_What you have to do_: Copy every one of the following records verbatim, line for line, with no changes.

_Supplied material_:
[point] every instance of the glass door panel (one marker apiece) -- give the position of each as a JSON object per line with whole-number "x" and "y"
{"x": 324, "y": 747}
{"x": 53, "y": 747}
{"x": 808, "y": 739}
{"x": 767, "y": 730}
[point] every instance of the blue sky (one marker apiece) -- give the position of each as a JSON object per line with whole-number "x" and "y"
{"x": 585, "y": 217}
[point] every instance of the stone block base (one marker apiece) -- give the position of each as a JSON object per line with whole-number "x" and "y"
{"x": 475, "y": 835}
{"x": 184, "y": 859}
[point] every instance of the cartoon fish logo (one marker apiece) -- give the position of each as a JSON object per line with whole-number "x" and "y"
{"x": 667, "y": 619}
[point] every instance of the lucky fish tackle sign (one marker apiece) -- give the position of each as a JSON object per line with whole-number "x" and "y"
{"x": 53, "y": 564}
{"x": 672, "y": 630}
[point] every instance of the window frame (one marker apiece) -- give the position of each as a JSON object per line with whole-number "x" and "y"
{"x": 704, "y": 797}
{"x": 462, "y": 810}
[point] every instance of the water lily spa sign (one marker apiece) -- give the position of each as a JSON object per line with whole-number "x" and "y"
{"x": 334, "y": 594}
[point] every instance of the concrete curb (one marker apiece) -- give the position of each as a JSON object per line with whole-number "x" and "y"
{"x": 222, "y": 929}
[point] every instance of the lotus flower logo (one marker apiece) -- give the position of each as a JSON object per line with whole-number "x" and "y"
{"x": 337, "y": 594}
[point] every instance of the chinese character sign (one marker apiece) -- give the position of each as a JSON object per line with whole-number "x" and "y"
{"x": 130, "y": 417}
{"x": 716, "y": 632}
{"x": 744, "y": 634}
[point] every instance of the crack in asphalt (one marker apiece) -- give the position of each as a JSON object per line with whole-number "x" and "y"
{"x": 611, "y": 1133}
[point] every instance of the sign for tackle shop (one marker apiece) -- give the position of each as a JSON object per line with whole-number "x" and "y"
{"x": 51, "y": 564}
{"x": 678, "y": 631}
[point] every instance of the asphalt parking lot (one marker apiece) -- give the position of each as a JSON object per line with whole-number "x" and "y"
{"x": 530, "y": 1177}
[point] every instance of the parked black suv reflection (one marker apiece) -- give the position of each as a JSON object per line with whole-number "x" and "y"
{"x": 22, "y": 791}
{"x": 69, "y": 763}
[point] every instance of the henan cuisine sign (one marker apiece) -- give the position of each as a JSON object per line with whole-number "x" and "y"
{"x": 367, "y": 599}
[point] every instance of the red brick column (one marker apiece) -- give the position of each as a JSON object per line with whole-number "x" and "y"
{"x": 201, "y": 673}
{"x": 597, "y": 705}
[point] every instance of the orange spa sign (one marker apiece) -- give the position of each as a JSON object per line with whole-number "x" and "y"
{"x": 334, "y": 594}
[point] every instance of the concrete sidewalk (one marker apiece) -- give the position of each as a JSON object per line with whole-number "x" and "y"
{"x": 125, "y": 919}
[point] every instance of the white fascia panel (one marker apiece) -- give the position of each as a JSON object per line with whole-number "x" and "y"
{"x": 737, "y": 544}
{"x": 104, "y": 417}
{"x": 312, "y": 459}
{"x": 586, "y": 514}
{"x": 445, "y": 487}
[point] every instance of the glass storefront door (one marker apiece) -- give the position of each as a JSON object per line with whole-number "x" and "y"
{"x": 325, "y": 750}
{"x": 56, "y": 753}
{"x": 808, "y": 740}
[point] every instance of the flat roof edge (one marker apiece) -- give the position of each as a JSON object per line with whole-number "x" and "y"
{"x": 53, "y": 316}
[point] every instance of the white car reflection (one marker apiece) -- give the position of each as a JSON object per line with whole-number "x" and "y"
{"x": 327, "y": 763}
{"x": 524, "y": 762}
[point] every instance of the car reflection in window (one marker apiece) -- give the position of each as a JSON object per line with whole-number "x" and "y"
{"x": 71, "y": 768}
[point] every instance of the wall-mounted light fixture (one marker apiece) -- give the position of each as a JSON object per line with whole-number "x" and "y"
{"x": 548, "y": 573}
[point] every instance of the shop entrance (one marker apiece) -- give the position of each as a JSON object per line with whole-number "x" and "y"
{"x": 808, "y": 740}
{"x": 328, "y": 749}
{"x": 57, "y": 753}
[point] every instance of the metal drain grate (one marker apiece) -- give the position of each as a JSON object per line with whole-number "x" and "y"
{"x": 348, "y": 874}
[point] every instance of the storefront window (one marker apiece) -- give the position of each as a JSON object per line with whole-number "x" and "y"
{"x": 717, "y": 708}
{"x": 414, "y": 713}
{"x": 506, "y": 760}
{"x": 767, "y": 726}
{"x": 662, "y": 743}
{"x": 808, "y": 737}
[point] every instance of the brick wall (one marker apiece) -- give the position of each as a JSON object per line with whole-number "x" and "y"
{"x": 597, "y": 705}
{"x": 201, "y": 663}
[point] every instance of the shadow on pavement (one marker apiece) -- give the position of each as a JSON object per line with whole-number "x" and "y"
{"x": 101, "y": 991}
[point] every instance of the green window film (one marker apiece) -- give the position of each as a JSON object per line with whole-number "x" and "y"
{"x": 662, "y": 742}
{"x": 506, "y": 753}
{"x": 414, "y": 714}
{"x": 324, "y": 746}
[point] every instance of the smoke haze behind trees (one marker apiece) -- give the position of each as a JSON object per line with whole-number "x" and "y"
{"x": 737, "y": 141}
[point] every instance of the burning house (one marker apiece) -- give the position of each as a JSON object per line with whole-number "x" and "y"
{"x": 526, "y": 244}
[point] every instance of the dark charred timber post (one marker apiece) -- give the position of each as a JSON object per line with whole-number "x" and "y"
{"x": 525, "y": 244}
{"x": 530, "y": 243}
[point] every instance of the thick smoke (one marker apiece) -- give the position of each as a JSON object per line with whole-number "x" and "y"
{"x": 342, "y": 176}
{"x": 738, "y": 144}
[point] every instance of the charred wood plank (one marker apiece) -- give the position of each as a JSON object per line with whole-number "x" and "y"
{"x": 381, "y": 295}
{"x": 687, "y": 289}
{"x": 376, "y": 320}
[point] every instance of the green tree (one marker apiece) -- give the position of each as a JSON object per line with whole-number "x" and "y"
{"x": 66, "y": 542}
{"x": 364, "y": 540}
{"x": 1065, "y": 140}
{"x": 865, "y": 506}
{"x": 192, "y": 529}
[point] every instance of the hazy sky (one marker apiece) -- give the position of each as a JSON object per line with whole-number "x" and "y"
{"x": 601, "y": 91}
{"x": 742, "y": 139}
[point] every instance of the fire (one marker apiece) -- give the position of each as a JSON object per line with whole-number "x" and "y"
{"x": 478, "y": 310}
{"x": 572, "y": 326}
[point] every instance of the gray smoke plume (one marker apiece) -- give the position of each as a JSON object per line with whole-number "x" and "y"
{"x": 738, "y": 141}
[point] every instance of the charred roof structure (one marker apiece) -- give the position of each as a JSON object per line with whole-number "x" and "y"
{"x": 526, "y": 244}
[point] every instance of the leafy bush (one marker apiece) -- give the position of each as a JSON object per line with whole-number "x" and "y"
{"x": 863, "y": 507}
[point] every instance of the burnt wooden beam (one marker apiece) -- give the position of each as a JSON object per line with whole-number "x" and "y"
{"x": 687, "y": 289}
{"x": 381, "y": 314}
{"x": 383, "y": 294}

_Output_:
[point] every instance of the glass door panel (one marker apiece) -- give the position of each as a JSON object per line with whole-number "x" and "y"
{"x": 324, "y": 747}
{"x": 53, "y": 747}
{"x": 808, "y": 739}
{"x": 767, "y": 730}
[point] every instance of the blue sky (one marker apiece) -- give the position of each as a JSON object per line with whole-number "x" and "y"
{"x": 585, "y": 217}
[point] every instance of the stone block base (one marker apiece) -- give the position of each as a JSON object per line with whole-number "x" and "y"
{"x": 475, "y": 835}
{"x": 184, "y": 859}
[point] every instance of the cartoon fish logo (one marker apiece) -- give the position of each as a JSON object per line with whole-number "x" and "y"
{"x": 667, "y": 619}
[point] every instance of the lucky fish tackle sign (one marker apiece) -- give the position of each as a JSON object per line with whole-number "x" and "y"
{"x": 53, "y": 564}
{"x": 672, "y": 630}
[point] every instance of the window frame (one marker apiece) -- give the position of each as a JSON object per line with whole-number "x" and "y"
{"x": 704, "y": 797}
{"x": 462, "y": 810}
[point] every instance of the water lily spa sign (one marker apiece) -- give the position of each as a JSON object per line with whole-number "x" and "y"
{"x": 334, "y": 594}
[point] every instance of the concrete curb (one marker apiece) -- give the position of each as a JSON object per line with whole-number "x" and "y"
{"x": 222, "y": 929}
[point] every instance of the lotus flower logo (one marker apiece) -- give the position of each as a JSON object per line with whole-number "x" and "y"
{"x": 337, "y": 594}
[point] every instance of the chinese character sign (one marker apiece) -- give the position of each as a JSON object per line with whole-number "x" and "y"
{"x": 130, "y": 417}
{"x": 716, "y": 632}
{"x": 744, "y": 634}
[point] every instance of the crack in asphalt (one marker apiece) -- give the position of each as a JSON object per line with whole-number "x" and "y"
{"x": 611, "y": 1133}
[point] every instance of the sign for tackle shop (one marker apiece) -- give the position of each as a JSON object per line with whole-number "x" and "y"
{"x": 51, "y": 564}
{"x": 678, "y": 631}
[point] every instance of the asphalt parking lot (one marker apiece) -- give the position of each as a JSON object per line with whole-number "x" and "y"
{"x": 530, "y": 1177}
[point] every instance of the parked black suv reflection (one marker apiece) -- give the position of each as a JSON object per line with whole-number "x" and "y"
{"x": 22, "y": 791}
{"x": 69, "y": 763}
[point] every instance of the henan cuisine sign (one marker apiece) -- give the position of each as a JSON object per line with whole-number "x" and "y"
{"x": 367, "y": 599}
[point] every instance of the red brick column (one marker apiece) -- give the position of each as a JSON object per line with whole-number "x" and "y"
{"x": 201, "y": 673}
{"x": 597, "y": 705}
[point] every instance of the orange spa sign (one marker apiece) -- give the position of each as a JSON object per line with whole-number "x" and "y"
{"x": 334, "y": 594}
[point] every instance of the concrete sidewalk (one marker apiece) -- give the position of each as a JSON object per line with whole-number "x" and "y"
{"x": 125, "y": 919}
[point] every instance of the white fascia panel (one marker apiece) -- give the position of each as a JSON object per line with whole-number "x" and "y"
{"x": 737, "y": 544}
{"x": 104, "y": 417}
{"x": 312, "y": 459}
{"x": 586, "y": 514}
{"x": 445, "y": 487}
[point] every instance of the glass storefront door (one marker apiece) -- give the position of each as a JSON object per line with whole-number "x" and "y"
{"x": 325, "y": 750}
{"x": 56, "y": 753}
{"x": 808, "y": 740}
[point] every instance of the flat roof edge (one marker apiece) -- give the position of each as a JSON object per line with whole-number "x" and "y"
{"x": 53, "y": 316}
[point] every instance of the white car reflection (one marker apiece) -- give the position of each as a JSON object per line with whole-number "x" and "y"
{"x": 327, "y": 763}
{"x": 524, "y": 762}
[point] every instance of the car reflection in window (one marker apiece) -- give the position of each as a JSON object per line with whole-number "x" and "y"
{"x": 71, "y": 768}
[point] every instance of the wall-mounted light fixture (one marker apiece) -- give the position of each as a JSON object per line with whole-number "x" and "y"
{"x": 548, "y": 573}
[point] every instance of the shop entrance (one marker apiece) -- give the position of each as a JSON object per line with whole-number "x" and "y"
{"x": 808, "y": 740}
{"x": 328, "y": 749}
{"x": 57, "y": 753}
[point] every instance of the metal drain grate (one marker apiece) -- give the position of each as a JSON object per line with whole-number "x" and "y"
{"x": 348, "y": 874}
[point] every instance of the storefront window (one marker apiece) -- give the position of each as a JSON object per line with whole-number "x" and "y"
{"x": 717, "y": 708}
{"x": 414, "y": 713}
{"x": 506, "y": 760}
{"x": 767, "y": 726}
{"x": 662, "y": 743}
{"x": 808, "y": 737}
[point] every instance of the brick wall (one marker apiece) -- give the position of each as a JSON object per line with whole-number "x" and "y"
{"x": 597, "y": 705}
{"x": 201, "y": 663}
[point] every instance of the shadow on pavement (one marker apiece) -- give the position of each as a JSON object per line with whole-number "x" and "y"
{"x": 101, "y": 991}
[point] every instance of the green window film (one marker apiece) -- give the position of each as a JSON object per line with whole-number "x" and "y"
{"x": 662, "y": 742}
{"x": 506, "y": 753}
{"x": 414, "y": 714}
{"x": 324, "y": 746}
[point] every instance of the smoke haze behind trees (one marker apiece) -- give the position of each as a JSON object per line with whole-number "x" and "y"
{"x": 737, "y": 141}
[point] every instance of the burning house (one marker apiece) -- give the position of each as a JSON object per line with whole-number "x" and "y"
{"x": 526, "y": 244}
[point] every instance of the dark charred timber post (one marker apiece) -- give the position of each as a JSON object per line with whole-number "x" and "y"
{"x": 525, "y": 244}
{"x": 530, "y": 243}
[point] every instance of the thick smoke (one marker apiece) -- give the position of each as a JSON object per line with whole-number "x" and "y"
{"x": 342, "y": 176}
{"x": 738, "y": 144}
[point] every instance of the charred wood plank (one marker apiece) -- give the position of each as a JSON object per line with whole-number "x" and "y"
{"x": 381, "y": 295}
{"x": 687, "y": 289}
{"x": 376, "y": 320}
[point] every instance of the green tree (one marker apiece) -- give the position of each as a JSON object per line with whole-number "x" and "y"
{"x": 66, "y": 542}
{"x": 364, "y": 540}
{"x": 1065, "y": 140}
{"x": 865, "y": 506}
{"x": 192, "y": 529}
[point] every instance of the hazy sky (one marker apiece) -- give the position of each as a JSON object per line with whole-number "x" and "y"
{"x": 601, "y": 91}
{"x": 742, "y": 139}
[point] every instance of the fire (one marker apiece) -- give the position of each as a JSON object per line with whole-number "x" and "y"
{"x": 478, "y": 310}
{"x": 572, "y": 326}
[point] every instance of the gray smoke plume (one marker apiece) -- give the position of each as a JSON object per line with whole-number "x" and "y"
{"x": 738, "y": 141}
[point] every instance of the charred roof structure (one marker apiece) -- give the position of each as a JSON object per line with whole-number "x" and "y"
{"x": 526, "y": 244}
[point] every instance of the leafy bush (one marker apiece) -- give the position of each as a JSON object per line with whole-number "x" and "y"
{"x": 863, "y": 507}
[point] every instance of the burnt wooden beam (one marker apiece) -- give the position of each as a JSON object per line with whole-number "x" and "y"
{"x": 687, "y": 289}
{"x": 381, "y": 314}
{"x": 383, "y": 294}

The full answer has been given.